Exercise objective - An exact transcription of all the data is required.

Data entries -
==========

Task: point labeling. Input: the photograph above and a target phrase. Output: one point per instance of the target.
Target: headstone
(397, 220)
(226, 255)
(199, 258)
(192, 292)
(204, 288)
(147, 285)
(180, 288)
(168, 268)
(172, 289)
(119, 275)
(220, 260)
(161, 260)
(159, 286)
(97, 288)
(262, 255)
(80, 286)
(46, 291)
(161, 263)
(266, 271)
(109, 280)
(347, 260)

==========

Task result -
Task: point labeling. Input: the photograph above and a target phrase. Output: one point per instance of the target.
Target: headstone
(397, 220)
(226, 255)
(199, 258)
(192, 292)
(204, 288)
(147, 285)
(180, 288)
(168, 268)
(172, 289)
(119, 275)
(220, 260)
(161, 260)
(159, 286)
(97, 288)
(262, 255)
(80, 286)
(46, 291)
(161, 263)
(266, 271)
(109, 280)
(347, 260)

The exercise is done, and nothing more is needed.